* WHAT IS NEEDED *
Copy the rows below, beginning at the line that has "Highlight red rod stand." and stopping after the line that has "xmin=325 ymin=95 xmax=337 ymax=111". Change each "rod" to "pole" and leave everything else the same.

-- Begin RAW DATA --

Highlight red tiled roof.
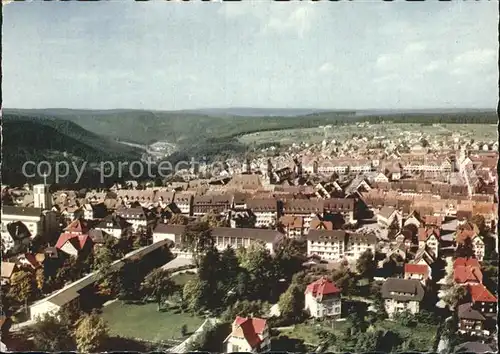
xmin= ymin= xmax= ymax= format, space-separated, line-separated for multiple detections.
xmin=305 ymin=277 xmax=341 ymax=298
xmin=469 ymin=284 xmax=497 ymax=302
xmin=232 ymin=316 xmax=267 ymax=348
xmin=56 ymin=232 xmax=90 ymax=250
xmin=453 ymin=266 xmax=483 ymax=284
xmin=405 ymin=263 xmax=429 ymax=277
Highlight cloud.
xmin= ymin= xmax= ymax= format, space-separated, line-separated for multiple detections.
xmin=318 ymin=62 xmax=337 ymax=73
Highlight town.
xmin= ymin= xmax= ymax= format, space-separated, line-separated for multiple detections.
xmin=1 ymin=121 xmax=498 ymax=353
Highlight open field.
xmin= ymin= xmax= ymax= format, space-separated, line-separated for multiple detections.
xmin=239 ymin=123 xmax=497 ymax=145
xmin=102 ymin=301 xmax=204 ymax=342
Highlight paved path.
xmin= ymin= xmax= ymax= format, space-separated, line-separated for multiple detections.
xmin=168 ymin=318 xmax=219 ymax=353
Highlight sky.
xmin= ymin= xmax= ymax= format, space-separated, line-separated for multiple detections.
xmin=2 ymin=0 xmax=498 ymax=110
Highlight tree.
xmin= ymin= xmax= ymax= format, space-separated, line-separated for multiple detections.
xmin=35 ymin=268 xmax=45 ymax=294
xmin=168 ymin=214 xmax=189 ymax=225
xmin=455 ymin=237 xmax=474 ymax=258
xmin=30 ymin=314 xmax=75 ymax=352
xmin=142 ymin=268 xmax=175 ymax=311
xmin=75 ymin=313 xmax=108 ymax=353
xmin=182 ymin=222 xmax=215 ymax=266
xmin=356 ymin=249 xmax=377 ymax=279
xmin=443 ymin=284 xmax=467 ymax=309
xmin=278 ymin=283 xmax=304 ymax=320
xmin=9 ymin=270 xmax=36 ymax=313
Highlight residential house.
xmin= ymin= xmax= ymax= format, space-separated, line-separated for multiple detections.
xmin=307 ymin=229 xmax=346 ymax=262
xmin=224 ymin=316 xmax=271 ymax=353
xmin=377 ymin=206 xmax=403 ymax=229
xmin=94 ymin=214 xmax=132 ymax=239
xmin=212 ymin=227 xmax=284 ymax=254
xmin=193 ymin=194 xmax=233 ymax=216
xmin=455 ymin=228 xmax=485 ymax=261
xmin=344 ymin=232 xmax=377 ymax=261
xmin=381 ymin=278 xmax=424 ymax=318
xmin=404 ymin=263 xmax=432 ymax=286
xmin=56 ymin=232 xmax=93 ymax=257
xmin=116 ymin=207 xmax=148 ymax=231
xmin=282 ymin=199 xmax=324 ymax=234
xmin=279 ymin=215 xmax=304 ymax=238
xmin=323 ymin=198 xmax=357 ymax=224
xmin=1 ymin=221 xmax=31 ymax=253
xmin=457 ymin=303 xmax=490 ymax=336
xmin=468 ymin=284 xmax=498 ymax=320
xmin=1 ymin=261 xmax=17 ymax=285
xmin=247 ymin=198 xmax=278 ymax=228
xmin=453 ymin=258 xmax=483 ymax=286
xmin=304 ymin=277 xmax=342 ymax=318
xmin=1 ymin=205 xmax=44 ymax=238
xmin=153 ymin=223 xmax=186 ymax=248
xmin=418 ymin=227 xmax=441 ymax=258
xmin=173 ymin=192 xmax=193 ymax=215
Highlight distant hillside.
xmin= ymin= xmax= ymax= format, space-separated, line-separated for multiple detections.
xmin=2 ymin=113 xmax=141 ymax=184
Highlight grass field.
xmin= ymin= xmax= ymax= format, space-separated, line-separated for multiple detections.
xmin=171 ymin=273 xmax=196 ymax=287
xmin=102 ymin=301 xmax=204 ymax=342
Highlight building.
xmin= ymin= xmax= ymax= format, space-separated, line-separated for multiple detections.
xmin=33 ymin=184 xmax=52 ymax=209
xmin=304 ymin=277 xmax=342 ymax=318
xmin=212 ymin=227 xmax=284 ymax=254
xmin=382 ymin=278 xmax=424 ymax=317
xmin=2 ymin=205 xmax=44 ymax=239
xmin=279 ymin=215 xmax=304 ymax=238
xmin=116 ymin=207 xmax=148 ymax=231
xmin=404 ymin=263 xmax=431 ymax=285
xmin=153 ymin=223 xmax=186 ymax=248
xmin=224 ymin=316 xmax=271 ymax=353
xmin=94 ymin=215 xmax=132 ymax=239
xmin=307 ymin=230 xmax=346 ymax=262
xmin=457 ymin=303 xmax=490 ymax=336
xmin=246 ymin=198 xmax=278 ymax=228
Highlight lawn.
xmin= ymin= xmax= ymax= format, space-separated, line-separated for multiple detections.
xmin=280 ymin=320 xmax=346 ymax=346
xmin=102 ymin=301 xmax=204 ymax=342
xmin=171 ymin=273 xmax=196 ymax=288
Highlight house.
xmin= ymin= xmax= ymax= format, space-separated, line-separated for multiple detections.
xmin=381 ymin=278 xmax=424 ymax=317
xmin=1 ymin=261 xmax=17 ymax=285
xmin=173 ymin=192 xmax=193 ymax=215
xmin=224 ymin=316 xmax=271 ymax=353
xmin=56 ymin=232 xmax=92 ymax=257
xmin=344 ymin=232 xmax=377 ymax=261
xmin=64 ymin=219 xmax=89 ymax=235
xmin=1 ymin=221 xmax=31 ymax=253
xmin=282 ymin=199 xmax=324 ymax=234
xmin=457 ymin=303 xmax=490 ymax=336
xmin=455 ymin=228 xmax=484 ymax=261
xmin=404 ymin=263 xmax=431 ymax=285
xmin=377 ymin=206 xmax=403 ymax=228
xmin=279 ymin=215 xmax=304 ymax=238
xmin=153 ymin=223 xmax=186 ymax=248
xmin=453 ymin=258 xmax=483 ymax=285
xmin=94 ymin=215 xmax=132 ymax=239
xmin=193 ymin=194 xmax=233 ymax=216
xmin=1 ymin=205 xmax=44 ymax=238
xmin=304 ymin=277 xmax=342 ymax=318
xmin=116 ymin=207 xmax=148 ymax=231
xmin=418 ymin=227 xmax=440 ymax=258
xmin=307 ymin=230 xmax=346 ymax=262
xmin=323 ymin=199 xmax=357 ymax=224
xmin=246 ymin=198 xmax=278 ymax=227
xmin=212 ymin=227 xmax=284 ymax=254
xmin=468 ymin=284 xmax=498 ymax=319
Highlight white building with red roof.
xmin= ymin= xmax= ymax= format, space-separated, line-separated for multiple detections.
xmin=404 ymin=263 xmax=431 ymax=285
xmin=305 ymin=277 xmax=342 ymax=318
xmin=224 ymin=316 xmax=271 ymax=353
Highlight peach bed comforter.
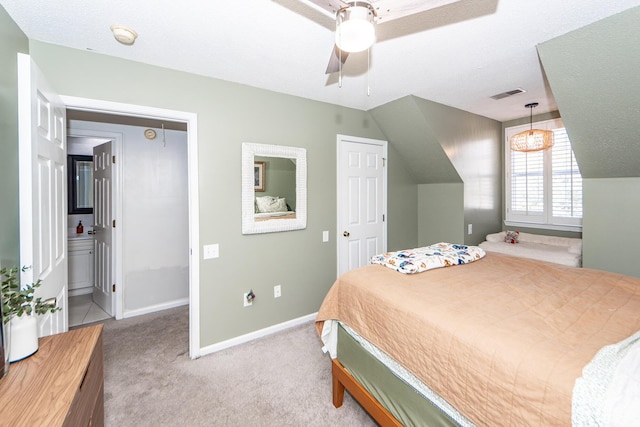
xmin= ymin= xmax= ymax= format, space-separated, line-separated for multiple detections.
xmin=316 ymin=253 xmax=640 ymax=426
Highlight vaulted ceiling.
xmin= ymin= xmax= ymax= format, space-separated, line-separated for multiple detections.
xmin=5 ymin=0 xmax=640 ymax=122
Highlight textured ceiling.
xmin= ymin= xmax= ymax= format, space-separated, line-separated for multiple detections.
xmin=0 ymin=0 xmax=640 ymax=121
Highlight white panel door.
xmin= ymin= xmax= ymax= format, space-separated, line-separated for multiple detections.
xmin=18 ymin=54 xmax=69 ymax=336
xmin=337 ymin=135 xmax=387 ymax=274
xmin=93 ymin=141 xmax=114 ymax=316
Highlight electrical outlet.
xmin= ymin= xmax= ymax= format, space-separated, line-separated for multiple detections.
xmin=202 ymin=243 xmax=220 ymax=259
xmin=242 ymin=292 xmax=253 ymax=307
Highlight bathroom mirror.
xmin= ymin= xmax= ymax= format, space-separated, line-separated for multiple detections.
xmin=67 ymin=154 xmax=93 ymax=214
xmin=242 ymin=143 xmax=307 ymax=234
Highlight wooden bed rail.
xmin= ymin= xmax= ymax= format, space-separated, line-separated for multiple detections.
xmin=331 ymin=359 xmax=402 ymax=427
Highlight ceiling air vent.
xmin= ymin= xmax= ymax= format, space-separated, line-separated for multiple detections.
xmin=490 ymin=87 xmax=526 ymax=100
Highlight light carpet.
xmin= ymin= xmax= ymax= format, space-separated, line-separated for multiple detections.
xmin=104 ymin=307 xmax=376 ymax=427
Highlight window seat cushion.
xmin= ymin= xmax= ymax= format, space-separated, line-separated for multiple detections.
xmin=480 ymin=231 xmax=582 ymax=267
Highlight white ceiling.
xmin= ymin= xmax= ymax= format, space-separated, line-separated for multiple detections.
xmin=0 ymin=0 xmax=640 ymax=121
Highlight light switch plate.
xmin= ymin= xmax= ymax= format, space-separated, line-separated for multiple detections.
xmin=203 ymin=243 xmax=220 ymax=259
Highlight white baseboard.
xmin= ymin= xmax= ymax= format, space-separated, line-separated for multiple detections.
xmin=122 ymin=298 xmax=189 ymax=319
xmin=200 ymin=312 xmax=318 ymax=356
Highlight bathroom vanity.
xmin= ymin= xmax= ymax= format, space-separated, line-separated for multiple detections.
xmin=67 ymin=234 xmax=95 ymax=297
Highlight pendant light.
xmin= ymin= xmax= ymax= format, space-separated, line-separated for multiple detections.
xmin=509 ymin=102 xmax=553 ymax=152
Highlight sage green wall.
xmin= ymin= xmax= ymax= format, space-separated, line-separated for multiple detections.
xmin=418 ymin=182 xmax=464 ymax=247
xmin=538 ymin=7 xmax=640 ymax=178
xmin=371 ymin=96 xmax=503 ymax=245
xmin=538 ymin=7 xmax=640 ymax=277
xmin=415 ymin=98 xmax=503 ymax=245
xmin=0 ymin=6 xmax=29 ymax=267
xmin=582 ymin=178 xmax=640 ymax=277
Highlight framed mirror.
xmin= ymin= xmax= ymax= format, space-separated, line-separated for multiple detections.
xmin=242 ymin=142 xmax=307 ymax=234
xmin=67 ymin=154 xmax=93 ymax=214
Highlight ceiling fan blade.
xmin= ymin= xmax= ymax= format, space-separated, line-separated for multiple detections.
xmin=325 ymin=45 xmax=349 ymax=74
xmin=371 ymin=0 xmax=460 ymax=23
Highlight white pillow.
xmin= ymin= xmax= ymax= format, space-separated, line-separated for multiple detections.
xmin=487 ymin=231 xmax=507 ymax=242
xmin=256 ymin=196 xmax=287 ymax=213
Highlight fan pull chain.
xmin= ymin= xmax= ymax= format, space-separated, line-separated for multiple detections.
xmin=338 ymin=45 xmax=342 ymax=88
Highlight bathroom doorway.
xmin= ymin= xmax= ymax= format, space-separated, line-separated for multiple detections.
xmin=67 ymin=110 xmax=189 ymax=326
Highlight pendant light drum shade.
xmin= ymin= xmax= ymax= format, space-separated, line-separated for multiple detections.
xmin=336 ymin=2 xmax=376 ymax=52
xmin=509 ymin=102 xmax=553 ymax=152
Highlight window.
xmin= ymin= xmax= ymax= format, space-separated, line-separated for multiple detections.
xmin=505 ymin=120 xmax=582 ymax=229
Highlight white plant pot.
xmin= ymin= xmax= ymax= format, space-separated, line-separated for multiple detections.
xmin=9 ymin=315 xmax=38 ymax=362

-- End RAW DATA --
-- Begin RAW DATA --

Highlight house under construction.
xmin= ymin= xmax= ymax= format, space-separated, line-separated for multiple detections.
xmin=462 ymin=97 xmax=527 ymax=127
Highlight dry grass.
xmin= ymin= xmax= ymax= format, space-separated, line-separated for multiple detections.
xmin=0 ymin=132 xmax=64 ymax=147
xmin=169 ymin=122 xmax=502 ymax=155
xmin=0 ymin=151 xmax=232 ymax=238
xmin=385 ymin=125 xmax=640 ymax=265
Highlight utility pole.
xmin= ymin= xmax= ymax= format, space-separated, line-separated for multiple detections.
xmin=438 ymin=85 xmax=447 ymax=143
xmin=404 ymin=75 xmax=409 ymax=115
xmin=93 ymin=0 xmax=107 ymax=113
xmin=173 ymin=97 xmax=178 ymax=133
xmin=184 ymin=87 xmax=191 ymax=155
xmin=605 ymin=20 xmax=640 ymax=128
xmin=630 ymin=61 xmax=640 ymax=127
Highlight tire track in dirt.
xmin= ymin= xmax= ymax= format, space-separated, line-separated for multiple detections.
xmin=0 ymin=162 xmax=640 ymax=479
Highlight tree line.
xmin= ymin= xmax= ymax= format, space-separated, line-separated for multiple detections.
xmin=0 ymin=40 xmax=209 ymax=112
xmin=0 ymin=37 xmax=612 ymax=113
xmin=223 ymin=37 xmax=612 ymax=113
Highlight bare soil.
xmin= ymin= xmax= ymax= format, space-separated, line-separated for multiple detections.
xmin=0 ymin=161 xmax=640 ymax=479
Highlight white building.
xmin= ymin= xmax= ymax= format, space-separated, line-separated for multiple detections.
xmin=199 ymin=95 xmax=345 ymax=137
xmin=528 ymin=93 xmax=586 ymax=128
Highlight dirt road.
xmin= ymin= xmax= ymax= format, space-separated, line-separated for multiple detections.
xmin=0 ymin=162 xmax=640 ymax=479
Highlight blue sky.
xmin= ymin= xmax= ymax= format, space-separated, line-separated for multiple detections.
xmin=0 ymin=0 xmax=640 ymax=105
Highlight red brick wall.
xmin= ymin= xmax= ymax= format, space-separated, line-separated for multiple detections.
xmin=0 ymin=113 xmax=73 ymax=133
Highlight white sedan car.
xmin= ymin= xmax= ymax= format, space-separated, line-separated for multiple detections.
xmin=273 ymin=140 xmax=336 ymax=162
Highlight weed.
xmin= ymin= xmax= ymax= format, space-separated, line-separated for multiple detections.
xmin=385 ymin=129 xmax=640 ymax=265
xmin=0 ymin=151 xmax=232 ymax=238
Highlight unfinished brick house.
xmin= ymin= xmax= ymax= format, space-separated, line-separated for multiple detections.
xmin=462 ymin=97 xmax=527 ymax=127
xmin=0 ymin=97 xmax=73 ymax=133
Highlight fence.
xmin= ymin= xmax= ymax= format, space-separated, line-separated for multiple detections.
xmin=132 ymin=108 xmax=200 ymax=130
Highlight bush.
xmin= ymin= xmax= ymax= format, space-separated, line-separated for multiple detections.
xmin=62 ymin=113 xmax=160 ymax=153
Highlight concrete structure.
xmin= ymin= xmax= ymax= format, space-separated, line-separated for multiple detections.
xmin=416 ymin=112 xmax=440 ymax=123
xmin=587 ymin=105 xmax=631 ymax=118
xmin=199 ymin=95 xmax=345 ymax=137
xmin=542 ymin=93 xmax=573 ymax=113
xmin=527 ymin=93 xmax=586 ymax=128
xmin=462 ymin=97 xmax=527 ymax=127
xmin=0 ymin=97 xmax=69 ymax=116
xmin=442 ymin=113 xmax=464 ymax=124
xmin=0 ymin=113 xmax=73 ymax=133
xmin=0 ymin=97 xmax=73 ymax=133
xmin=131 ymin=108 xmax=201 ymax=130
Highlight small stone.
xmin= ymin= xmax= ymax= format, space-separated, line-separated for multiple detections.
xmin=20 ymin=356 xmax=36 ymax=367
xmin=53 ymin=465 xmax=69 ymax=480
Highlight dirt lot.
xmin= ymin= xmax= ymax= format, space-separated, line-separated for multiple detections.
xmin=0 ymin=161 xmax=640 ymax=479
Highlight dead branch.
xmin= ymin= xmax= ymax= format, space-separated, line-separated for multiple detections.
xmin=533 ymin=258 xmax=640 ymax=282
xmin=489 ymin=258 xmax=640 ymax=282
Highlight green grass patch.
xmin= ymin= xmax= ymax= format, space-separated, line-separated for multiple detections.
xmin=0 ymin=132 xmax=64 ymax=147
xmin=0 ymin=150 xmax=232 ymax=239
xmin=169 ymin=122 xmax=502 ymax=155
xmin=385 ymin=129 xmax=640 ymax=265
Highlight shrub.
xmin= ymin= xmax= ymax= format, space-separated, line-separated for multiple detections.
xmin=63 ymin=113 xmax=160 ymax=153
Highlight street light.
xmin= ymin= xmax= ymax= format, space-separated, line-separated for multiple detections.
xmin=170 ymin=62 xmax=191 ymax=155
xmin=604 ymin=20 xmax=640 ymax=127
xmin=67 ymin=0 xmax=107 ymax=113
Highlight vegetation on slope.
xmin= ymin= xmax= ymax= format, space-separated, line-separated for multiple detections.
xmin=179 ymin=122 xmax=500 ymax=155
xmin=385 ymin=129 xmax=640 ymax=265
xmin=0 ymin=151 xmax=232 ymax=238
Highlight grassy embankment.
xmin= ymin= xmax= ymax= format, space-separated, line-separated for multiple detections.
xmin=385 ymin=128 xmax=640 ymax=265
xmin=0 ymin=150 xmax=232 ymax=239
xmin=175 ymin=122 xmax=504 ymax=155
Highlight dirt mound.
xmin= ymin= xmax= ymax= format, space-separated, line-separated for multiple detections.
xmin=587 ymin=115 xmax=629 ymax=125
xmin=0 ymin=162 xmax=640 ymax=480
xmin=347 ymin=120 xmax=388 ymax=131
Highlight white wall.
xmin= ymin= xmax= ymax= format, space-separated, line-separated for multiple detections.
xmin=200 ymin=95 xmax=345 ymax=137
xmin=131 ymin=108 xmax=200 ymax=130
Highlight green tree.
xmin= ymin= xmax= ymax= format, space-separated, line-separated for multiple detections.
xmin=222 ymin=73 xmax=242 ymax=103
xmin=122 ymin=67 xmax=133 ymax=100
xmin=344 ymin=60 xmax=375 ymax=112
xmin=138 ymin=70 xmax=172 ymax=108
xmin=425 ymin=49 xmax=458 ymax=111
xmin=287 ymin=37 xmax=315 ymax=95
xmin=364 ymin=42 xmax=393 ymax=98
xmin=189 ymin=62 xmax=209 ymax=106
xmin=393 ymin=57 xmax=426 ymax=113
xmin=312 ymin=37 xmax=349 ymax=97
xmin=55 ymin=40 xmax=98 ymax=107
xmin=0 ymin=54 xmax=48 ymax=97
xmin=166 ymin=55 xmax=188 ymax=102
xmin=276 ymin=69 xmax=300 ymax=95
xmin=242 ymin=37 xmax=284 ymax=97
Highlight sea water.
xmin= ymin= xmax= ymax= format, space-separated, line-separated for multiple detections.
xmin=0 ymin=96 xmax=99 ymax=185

-- End RAW DATA --
-- Begin RAW DATA --

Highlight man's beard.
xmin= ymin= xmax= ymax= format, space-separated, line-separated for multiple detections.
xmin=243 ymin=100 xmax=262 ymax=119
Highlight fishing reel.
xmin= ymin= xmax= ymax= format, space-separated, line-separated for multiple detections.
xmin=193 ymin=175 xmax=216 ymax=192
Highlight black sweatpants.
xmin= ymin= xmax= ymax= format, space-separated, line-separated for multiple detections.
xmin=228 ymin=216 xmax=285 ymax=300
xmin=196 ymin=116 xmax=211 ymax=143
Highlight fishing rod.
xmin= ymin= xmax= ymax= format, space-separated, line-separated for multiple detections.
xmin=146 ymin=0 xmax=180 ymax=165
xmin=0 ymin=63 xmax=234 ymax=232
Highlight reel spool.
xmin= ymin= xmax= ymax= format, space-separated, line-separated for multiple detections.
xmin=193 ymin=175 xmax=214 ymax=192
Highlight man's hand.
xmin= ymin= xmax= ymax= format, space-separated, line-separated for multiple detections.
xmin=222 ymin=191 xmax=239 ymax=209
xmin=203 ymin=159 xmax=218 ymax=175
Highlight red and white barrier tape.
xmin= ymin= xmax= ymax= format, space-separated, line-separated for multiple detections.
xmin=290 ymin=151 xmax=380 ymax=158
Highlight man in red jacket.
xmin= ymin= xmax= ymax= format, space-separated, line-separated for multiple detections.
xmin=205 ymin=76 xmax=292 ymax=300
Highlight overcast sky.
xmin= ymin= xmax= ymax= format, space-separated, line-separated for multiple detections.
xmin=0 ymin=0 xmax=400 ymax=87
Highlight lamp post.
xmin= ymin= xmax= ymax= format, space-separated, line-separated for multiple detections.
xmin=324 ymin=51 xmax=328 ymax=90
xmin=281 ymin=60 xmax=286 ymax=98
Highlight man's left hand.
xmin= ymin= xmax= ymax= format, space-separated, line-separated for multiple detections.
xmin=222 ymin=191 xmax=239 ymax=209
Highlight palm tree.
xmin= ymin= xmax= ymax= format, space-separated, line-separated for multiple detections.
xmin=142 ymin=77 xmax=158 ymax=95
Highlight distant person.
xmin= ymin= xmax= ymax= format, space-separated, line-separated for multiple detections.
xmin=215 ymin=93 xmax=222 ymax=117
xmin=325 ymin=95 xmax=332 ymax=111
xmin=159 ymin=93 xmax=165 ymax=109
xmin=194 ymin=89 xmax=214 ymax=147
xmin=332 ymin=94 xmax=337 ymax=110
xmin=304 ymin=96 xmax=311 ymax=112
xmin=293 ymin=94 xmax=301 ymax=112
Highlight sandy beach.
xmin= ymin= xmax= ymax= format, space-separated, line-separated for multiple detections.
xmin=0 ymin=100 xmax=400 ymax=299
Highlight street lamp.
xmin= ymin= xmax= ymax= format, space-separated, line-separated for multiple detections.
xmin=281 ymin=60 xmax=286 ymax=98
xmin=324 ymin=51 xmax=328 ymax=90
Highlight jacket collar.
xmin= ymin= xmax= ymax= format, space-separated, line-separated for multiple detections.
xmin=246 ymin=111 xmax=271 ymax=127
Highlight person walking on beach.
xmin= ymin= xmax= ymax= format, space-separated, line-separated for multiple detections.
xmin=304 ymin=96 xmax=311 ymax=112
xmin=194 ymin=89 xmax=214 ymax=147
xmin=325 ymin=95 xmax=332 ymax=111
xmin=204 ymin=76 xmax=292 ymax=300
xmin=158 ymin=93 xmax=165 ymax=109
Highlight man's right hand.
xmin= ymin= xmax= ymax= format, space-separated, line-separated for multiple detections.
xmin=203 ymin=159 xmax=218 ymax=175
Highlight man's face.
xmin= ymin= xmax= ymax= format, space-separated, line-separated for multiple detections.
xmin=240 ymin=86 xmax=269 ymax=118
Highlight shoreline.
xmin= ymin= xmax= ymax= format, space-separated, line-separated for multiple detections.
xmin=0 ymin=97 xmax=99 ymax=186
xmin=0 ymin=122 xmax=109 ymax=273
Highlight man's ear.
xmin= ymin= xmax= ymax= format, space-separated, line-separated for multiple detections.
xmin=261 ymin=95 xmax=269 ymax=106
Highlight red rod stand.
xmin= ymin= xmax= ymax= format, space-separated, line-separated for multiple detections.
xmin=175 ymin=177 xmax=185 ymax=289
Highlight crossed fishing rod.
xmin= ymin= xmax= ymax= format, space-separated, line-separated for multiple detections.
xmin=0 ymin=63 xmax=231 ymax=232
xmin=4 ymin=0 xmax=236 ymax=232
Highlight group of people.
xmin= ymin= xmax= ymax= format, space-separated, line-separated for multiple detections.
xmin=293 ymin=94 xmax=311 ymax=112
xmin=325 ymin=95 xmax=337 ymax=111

-- End RAW DATA --

* EXPECTED ANSWER *
Highlight red pole stand.
xmin= ymin= xmax= ymax= format, space-separated, line-separated for multiple detections.
xmin=175 ymin=177 xmax=185 ymax=289
Highlight crossed fishing pole.
xmin= ymin= xmax= ymax= format, space-separated, line-separated for multiple detections.
xmin=0 ymin=63 xmax=231 ymax=232
xmin=4 ymin=0 xmax=236 ymax=232
Highlight group of people.
xmin= ymin= xmax= ymax= format, space-separated, line-separated for multiple detections.
xmin=293 ymin=94 xmax=311 ymax=112
xmin=325 ymin=95 xmax=337 ymax=111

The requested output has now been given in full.